(Outline labeling records)
>>>>>
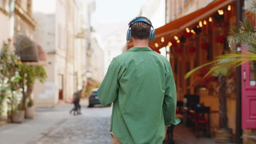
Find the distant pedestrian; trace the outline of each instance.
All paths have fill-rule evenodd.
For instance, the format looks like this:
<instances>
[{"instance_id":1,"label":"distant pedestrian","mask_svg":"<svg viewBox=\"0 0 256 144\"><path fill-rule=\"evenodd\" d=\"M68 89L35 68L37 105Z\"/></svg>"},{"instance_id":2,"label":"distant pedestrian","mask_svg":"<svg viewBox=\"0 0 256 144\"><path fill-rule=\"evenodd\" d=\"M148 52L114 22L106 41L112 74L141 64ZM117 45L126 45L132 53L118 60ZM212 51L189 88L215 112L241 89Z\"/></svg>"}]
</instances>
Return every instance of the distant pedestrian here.
<instances>
[{"instance_id":1,"label":"distant pedestrian","mask_svg":"<svg viewBox=\"0 0 256 144\"><path fill-rule=\"evenodd\" d=\"M81 97L82 91L76 92L73 95L72 102L74 104L74 108L73 108L69 112L70 114L73 112L73 115L81 114L81 105L79 104L80 98Z\"/></svg>"},{"instance_id":2,"label":"distant pedestrian","mask_svg":"<svg viewBox=\"0 0 256 144\"><path fill-rule=\"evenodd\" d=\"M148 46L154 37L150 20L139 16L129 26L134 47L113 58L98 97L103 105L114 103L113 143L161 143L167 127L181 121L173 74L167 59Z\"/></svg>"}]
</instances>

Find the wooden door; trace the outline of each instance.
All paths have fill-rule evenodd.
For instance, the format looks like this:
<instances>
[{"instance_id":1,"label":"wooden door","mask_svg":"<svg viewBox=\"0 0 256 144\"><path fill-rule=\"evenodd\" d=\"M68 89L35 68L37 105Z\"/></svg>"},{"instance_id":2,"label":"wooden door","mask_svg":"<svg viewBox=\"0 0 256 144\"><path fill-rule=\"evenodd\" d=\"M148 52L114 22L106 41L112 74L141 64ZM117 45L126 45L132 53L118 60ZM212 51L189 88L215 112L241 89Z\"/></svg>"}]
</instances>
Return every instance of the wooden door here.
<instances>
[{"instance_id":1,"label":"wooden door","mask_svg":"<svg viewBox=\"0 0 256 144\"><path fill-rule=\"evenodd\" d=\"M242 46L246 50L246 45ZM242 128L256 129L256 65L242 65Z\"/></svg>"}]
</instances>

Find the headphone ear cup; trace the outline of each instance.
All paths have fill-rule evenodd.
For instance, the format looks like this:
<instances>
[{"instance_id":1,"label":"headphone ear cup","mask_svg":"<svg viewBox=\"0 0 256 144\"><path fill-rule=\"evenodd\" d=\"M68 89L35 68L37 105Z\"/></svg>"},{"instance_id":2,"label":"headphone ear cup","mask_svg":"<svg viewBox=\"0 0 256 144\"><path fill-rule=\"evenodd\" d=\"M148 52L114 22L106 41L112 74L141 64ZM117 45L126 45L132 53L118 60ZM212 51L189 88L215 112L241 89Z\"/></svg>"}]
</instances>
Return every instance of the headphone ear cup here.
<instances>
[{"instance_id":1,"label":"headphone ear cup","mask_svg":"<svg viewBox=\"0 0 256 144\"><path fill-rule=\"evenodd\" d=\"M155 38L155 29L150 30L150 33L149 33L149 39L150 41L153 41L154 38Z\"/></svg>"},{"instance_id":2,"label":"headphone ear cup","mask_svg":"<svg viewBox=\"0 0 256 144\"><path fill-rule=\"evenodd\" d=\"M127 30L126 40L129 41L131 39L131 32L130 29Z\"/></svg>"}]
</instances>

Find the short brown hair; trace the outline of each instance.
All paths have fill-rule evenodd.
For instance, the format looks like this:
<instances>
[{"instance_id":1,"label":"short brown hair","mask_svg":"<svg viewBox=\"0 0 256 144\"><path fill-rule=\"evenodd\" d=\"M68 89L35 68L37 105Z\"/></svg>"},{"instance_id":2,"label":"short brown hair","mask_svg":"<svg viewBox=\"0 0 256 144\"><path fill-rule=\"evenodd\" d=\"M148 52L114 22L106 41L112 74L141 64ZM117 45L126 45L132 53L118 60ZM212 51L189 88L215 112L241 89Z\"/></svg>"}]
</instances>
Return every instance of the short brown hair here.
<instances>
[{"instance_id":1,"label":"short brown hair","mask_svg":"<svg viewBox=\"0 0 256 144\"><path fill-rule=\"evenodd\" d=\"M138 18L145 19L152 23L148 18L144 16L138 16L130 21L128 25L130 26L132 22ZM131 35L135 39L145 39L148 38L151 26L142 21L136 22L131 26Z\"/></svg>"}]
</instances>

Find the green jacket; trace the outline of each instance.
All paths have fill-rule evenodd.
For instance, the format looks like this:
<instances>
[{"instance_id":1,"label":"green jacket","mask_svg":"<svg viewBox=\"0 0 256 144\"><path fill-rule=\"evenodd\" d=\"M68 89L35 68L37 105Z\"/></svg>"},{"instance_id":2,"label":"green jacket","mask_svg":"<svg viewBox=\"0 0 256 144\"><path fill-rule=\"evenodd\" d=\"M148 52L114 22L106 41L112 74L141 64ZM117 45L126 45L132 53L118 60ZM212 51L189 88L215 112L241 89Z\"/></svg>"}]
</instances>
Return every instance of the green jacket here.
<instances>
[{"instance_id":1,"label":"green jacket","mask_svg":"<svg viewBox=\"0 0 256 144\"><path fill-rule=\"evenodd\" d=\"M160 143L165 124L181 121L170 63L149 47L114 58L98 95L103 105L114 102L110 130L124 144Z\"/></svg>"}]
</instances>

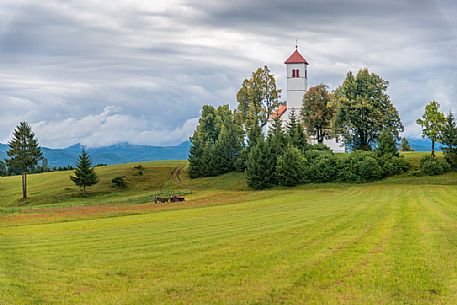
<<<<<
What is needed => Show every line of the records above that contains the string "trace".

Answer to this exercise =>
Find the distant pedestrian; trace the outline of each instance.
Find the wooden door; trace the outline of each instance.
Find the headphone ear cup; trace the outline of each instance.
Find the short brown hair; trace the outline of each instance.
Find the green jacket; trace the outline of each instance.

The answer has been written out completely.